--- begin Input material ---

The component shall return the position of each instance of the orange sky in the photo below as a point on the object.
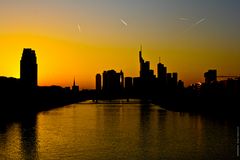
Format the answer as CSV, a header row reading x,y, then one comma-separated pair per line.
x,y
80,39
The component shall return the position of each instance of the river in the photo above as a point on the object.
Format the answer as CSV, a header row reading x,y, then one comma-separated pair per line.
x,y
117,130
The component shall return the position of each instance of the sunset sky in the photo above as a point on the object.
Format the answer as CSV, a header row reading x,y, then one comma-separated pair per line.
x,y
79,38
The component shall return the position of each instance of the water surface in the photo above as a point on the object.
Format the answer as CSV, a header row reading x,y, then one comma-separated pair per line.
x,y
117,131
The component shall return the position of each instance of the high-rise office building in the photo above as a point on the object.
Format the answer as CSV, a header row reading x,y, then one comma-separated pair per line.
x,y
162,71
28,68
98,82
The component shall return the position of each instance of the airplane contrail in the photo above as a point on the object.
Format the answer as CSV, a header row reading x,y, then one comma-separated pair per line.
x,y
194,25
183,19
125,23
79,28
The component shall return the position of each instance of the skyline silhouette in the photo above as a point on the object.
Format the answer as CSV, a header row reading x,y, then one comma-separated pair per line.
x,y
106,43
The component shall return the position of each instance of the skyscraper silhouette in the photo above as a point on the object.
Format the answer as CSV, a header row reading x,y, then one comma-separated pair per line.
x,y
28,68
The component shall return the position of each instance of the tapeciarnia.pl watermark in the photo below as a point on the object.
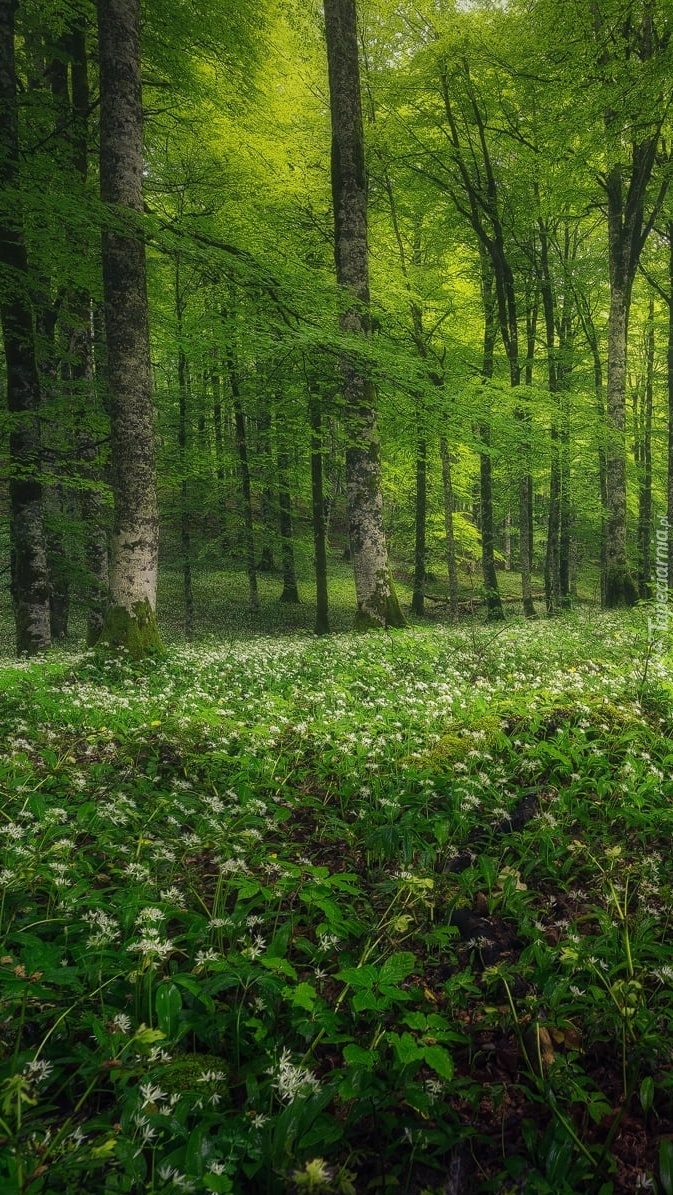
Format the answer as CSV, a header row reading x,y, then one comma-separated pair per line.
x,y
660,618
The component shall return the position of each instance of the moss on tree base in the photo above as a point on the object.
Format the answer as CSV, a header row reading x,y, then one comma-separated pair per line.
x,y
390,617
135,630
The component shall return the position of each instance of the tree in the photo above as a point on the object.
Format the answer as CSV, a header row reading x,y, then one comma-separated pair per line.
x,y
30,580
130,618
377,600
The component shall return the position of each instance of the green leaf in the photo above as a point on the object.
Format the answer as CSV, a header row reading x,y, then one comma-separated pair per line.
x,y
407,1048
355,1055
304,996
167,1003
647,1094
363,1000
397,967
440,1060
666,1164
279,964
359,976
415,1021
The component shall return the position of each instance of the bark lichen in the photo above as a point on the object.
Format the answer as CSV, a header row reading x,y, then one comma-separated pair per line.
x,y
134,630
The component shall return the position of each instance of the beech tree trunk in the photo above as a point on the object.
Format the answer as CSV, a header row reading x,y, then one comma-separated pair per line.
x,y
448,527
245,484
670,382
130,619
267,503
30,580
377,600
494,604
220,463
417,600
291,590
319,514
619,588
86,396
643,459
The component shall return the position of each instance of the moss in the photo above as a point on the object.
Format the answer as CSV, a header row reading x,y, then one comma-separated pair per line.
x,y
384,608
393,616
134,630
194,1073
453,748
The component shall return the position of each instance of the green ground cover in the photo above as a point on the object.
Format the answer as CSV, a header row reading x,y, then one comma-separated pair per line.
x,y
352,914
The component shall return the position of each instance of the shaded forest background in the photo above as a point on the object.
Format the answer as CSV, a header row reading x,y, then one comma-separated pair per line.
x,y
518,160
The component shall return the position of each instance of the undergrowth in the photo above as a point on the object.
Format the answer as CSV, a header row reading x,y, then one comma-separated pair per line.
x,y
340,915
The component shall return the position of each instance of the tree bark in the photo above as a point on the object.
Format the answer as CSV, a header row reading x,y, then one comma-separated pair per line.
x,y
494,605
185,527
319,514
417,599
130,619
452,570
643,459
377,600
86,398
245,484
291,590
265,563
220,463
670,384
30,581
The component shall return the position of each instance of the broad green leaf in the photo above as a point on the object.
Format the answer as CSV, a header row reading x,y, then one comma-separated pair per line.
x,y
440,1060
666,1164
397,967
356,1055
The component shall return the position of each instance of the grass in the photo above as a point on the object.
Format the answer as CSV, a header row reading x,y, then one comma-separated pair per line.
x,y
352,914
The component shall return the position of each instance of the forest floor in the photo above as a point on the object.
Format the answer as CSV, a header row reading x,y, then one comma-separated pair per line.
x,y
363,913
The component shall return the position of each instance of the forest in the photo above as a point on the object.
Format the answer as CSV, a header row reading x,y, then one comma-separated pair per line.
x,y
336,686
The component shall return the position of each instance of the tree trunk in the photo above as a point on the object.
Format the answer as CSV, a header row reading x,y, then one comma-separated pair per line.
x,y
566,544
185,529
291,590
525,544
644,464
494,604
377,600
220,464
245,485
448,527
417,600
552,555
130,619
267,492
86,398
670,384
619,588
319,514
30,581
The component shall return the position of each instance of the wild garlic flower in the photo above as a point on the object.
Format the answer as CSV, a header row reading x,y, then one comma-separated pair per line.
x,y
293,1080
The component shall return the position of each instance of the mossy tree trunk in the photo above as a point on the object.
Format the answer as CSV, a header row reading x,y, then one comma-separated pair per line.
x,y
421,507
670,386
319,512
494,604
452,570
130,619
86,393
291,589
30,580
240,431
643,412
377,601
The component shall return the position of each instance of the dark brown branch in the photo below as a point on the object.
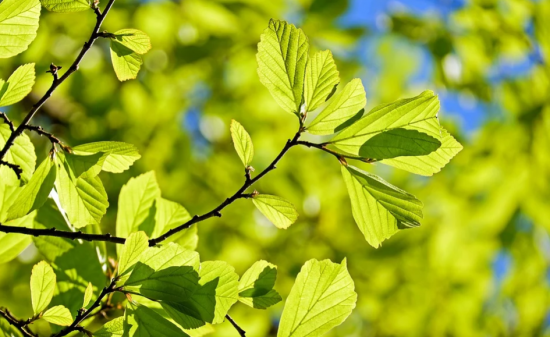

--- end Input material ---

[Goal]
Rewrite the entries from the line containing "of the grass" through the end of the entries, requests included, adding -112 to every coordinate in the answers. Leave the pictures out of your answer.

[Solved exercise]
The component shall return the position of each instance of the grass in the photo above as a point on the object.
Format the answer as CSV, a header row reading x,y, then one comma-separated pair per line.
x,y
240,802
The component shall return the position of each instance of the forest floor in the photo above as a point on the object.
Format the answer as CSV, a header row reading x,y, then one comma-separated pair per line.
x,y
251,801
The component shall return the position of each instance of the forest in the photo above as a point on the object.
Format the answer as CSV, a header row reading x,y, then one comma-separated pair per line.
x,y
224,574
The component shall return the position of each instance of the tree trunk in the photo above as a point on the object.
Format the answer as CSV, a header row reading x,y, then one comma-separated pair per line.
x,y
454,432
73,417
179,478
413,432
532,352
382,492
265,488
108,352
133,373
336,415
305,488
440,443
18,507
155,380
-26,286
558,272
507,476
207,402
-82,469
The component shall return the position of each instance of the wild garlic flower in the photo above as a point on the object.
Format the answer as CSV, a header row reading x,y, then one comma-separated pair per line.
x,y
181,968
The component shall return the position of each instance of the mossy tree trunk in the photo above as a point on the object.
Format the answer as CSV, a header row reading x,y, then one comma-separated pair per line.
x,y
309,395
558,274
207,400
382,492
340,458
18,507
-26,281
179,477
-82,468
128,319
531,300
265,489
The component shall return the position of each instance of the dark brown branch in the photo below as a point on the object.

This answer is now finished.